Stated goal A: From the excerpt on teaching OCR, translate this sentence into Spanish: "Of the many OCR programs available, some are built in the background of text processing packages and phone camera scanners."

Excerpt:
The lesson is meant to take students beyond just clicking on a button to initiate a particular software process. It raises the issue of what text recognition does by making the case for the larger value in understanding the difference between a picture file and a section of recognized text. And it provides them a chance to discuss the tool’s output and to hypothesize why it came about. For the OCR task described here, then, there are two goals: (a) Learn how OCR works in order to assess which documents can best be captured automatically vs. e.g., retyping or using voice input; and (b) Assess what types of characters, diacritics, and physical documents hamper the use of OCR, and speculate on why.
Since screen readers use this same basis for making pictures of printed materials accessible on the web, when students know what is being checked, it also helps them to understand how the content of the internet is made more experienceable for a wide set of users. So they’re grappling with the idea, described in Clemens (1965, 9), in early work investigating the ability of OCR to be used in preparing a reading machine for the blind, of OCR as “the process of classifying the optical signals obtained by scanning a page of printed characters into the same classes a human observer would class them.” Although universal design and providing accessibility via alt text labeling are ideas of growing importance in the 21st century curriculum, the issues behind these decisions are older. So in class we also discuss Hofstadter’s 1982 article that summarizes the issues behind Donald Knuth’s Meta-font idea. That is, how different can a character be and still be recognized (by humans or by computers) as the same letter? And while the class works throughout the semester with a textbook covering general functions of concordancing software (Bowker and Pearson 2002), for this assignment they also read Bowker’s 2002 chapter “Capturing Data in Electronic Form,” which gives a detailed overview of how OCR works.
Examples of the Interactive Mode
Of the many OCR programs available, some are built in the background of text processing packages and phone camera scanners. The interactive “learn” feature in the ReadIris OCR programs was selected for the department lab for its potential for both the user and the algorithm to learn. The software leads students through blocking off graphics from sections of text in a scan of the original document, ordering the text blocks (such as columns, headlines, and page numbers), and then the crucial step, working through the text to determine if any questionable marks are characters in a given alphabet. Figure 1 shows a screenshot of the software’s learning process which has stopped on the numeral 3.
An instruction sheet they work on in pairs in class walks them through the options for the interactive mode. The following steps are distilled from definitions in the software manual (I.R.I.S. 2002, 2.25–27):
- If you choose Learn, the program saves this doubtful character in the font dictionary as final. Future recognition will no longer require your intervention, the shape is considered learned once and for all.

Records to process:
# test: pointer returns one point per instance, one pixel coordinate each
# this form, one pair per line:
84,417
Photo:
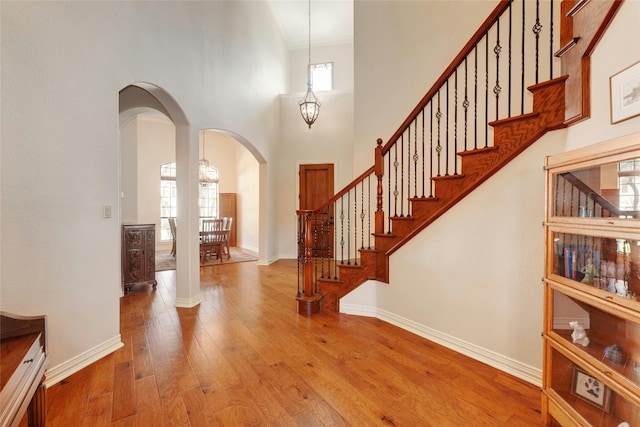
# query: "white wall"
63,65
472,279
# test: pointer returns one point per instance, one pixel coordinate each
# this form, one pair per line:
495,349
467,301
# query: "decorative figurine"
579,335
615,354
621,287
589,271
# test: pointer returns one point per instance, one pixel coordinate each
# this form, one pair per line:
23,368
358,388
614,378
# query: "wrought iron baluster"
415,159
486,89
342,230
348,229
431,148
537,28
300,253
446,129
401,175
423,160
496,50
369,210
439,145
395,183
475,99
509,63
355,223
522,83
389,193
465,103
455,123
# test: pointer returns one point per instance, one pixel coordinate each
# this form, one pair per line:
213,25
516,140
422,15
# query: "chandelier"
309,105
206,178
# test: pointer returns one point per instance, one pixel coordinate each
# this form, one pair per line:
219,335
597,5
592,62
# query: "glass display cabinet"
591,374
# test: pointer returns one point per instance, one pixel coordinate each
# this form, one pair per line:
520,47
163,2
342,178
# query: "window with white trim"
208,197
321,76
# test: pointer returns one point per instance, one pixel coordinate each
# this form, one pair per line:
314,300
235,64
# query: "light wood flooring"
244,357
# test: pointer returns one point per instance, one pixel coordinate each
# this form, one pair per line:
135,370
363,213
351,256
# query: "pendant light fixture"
204,170
309,105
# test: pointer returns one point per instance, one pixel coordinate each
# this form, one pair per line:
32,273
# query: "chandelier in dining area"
309,105
206,177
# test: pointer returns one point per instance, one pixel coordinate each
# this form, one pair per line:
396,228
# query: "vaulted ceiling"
331,21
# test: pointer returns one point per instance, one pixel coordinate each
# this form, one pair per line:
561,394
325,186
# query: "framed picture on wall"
590,389
624,90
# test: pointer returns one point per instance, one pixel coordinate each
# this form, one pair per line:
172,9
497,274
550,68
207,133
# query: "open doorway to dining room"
150,137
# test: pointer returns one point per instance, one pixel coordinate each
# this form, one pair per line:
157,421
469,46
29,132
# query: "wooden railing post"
379,171
310,301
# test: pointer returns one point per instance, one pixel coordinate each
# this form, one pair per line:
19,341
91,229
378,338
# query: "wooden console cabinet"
138,255
591,373
228,210
23,359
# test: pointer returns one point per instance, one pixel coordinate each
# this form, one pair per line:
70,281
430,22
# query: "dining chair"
211,239
227,222
172,227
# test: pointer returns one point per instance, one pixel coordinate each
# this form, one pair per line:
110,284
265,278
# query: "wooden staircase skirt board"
401,225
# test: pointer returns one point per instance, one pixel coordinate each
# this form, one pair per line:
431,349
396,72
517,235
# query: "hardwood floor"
244,357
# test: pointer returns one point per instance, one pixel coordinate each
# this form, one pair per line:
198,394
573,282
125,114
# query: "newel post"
379,171
309,300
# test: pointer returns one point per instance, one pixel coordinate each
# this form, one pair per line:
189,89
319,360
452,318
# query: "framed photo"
590,389
624,88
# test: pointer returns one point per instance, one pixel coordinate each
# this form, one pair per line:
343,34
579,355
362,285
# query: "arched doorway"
144,97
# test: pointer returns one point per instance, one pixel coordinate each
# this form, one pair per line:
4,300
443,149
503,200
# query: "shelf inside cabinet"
603,330
587,396
592,286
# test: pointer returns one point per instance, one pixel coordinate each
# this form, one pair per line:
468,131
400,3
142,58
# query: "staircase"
487,107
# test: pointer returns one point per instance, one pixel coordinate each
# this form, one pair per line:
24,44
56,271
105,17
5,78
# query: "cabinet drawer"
24,371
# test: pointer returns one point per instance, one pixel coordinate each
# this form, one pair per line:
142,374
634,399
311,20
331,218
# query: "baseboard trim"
520,370
188,302
66,369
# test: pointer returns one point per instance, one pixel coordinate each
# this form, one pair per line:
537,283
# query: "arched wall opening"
152,101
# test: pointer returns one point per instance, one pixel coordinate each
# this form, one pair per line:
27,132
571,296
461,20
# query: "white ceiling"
331,21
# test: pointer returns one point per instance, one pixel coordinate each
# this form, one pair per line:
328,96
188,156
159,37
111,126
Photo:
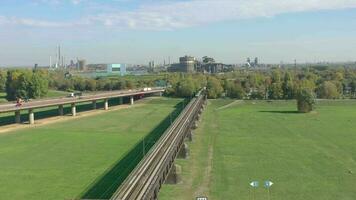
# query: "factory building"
116,69
186,64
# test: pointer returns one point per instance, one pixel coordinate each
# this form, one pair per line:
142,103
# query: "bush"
305,100
214,88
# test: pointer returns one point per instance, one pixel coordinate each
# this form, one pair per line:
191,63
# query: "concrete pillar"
60,110
17,116
183,151
174,175
106,104
94,104
131,100
31,116
189,136
74,110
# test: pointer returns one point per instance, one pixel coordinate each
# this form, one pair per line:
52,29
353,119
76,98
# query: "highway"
11,107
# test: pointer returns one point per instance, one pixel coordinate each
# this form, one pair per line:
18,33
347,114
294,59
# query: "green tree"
90,84
38,85
305,100
328,90
234,90
275,91
214,88
185,88
288,86
2,80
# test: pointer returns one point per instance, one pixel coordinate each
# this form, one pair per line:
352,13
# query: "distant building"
256,62
82,65
186,64
117,69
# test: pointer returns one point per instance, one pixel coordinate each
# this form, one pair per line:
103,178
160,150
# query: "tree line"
274,83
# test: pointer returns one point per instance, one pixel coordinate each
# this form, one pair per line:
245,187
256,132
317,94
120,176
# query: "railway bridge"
146,179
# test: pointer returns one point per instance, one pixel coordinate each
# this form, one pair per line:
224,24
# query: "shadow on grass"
281,111
42,113
106,185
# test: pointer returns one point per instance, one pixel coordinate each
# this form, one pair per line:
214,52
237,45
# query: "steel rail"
9,107
149,174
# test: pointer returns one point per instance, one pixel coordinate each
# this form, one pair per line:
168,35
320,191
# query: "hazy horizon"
135,32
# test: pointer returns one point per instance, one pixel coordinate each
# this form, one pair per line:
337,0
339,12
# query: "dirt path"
51,120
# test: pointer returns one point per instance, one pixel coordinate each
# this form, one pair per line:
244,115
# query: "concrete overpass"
60,102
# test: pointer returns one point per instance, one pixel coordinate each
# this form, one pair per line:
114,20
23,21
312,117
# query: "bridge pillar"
106,104
94,104
183,151
31,116
131,100
189,136
173,176
195,125
74,110
17,116
60,110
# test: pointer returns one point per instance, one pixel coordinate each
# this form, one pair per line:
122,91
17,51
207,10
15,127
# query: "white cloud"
174,15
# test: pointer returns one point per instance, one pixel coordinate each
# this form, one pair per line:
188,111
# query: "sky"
137,31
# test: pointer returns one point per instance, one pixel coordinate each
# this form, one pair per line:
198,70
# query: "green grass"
56,93
67,159
3,97
306,156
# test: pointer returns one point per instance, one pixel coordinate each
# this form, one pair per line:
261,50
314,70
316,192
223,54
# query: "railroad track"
146,179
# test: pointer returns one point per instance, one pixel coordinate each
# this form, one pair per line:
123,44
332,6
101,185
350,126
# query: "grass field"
3,97
78,158
306,156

Stated goal B: Select every line of the records that contains the string "light", treating uppercase and lowercase letters as different.

Full response A: De los muchos programas de OCR disponibles, algunos están integrados en segundo plano en paquetes de procesamiento de texto y en escáneres de cámara de teléfonos.

Full response B:
# query: "light wood flooring"
# query: "pendant light fixture"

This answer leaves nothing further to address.